Instruções:
a. Reproduza sem alterações o trecho do excerto sobre experimentação que começa com as palavras que contêm "Por isso, em" e termina com "maior escárnio possível.".
b. Segundo o excerto sobre experimentação, a quem associa a cultura popular o laboratório?

Por isso, em recintos de experimentação, em que as capacidades físicas, mentais e emocionais são atestadas na reação que sentem ao ingerir ou estar sob o efeito desta ou daquela substância. A integridade da espécie, que se vê, na sua génese e na sua estrutura, adulterada, é colocada em dúvida, pelos caprichos de uma ciência que não necessita de colocar outras tantas espécies em risco rumo à deteção, divulgação e até comercialização do novo Santo Graal de um dado ramo científico. Quem fala daqueles que, em ambiente laboratorial, põem em risco essa constituição, fala de outros tantos que potenciam a fragilidade e a vulnerabilidade dos semelhantes no aspeto emocional e vivencial, para o seu prazer, caraterizado e adjetivado com o maior escárnio possível.

É parte da cultura humana o exponenciar e o explorar da dependência de segundos e terceiros, em troca de proveitos a prazo variável. Indiscriminados são aqueles que se veem constituídos arguidos de delitos morais, mas discriminados (e até louvados) são os outros tantos que se assinalam como pretendentes a ingressos de experiências que remontam ao Frankenstein. Não querendo levar tão a sério tamanha premissa utópica, assinala-se o comprometimento da progressão do mundo com a regressão de outros tantos, vítimas até ao felizardo que se supera à margem de erro apontada ao efeito mirabolante. Claro que a cultura popular associa o laboratório a um lunático, cujas trangressões ao politicamente correto são visualizáveis e condenáveis. No entanto, são os mesmos que não negam a importância de existirem experiências para que se testem os futuros métodos e meios para a humanidade. Nem que se trate de códigos de vestuário, que desequilibram sistemas e ecossistemas, e que atalham caminho a uma dor escusada e carburada.

Material de origem:
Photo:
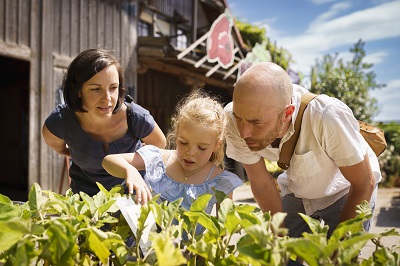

Respostas:
a.
Por isso, em recintos de experimentação, em que as capacidades físicas, mentais e emocionais são atestadas na reação que sentem ao ingerir ou estar sob o efeito desta ou daquela substância. A integridade da espécie, que se vê, na sua génese e na sua estrutura, adulterada, é colocada em dúvida, pelos caprichos de uma ciência que não necessita de colocar outras tantas espécies em risco rumo à deteção, divulgação e até comercialização do novo Santo Graal de um dado ramo científico. Quem fala daqueles que, em ambiente laboratorial, põem em risco essa constituição, fala de outros tantos que potenciam a fragilidade e a vulnerabilidade dos semelhantes no aspeto emocional e vivencial, para o seu prazer, caraterizado e adjetivado com o maior escárnio possível.

b. A cultura popular associa o laboratório a um lunático.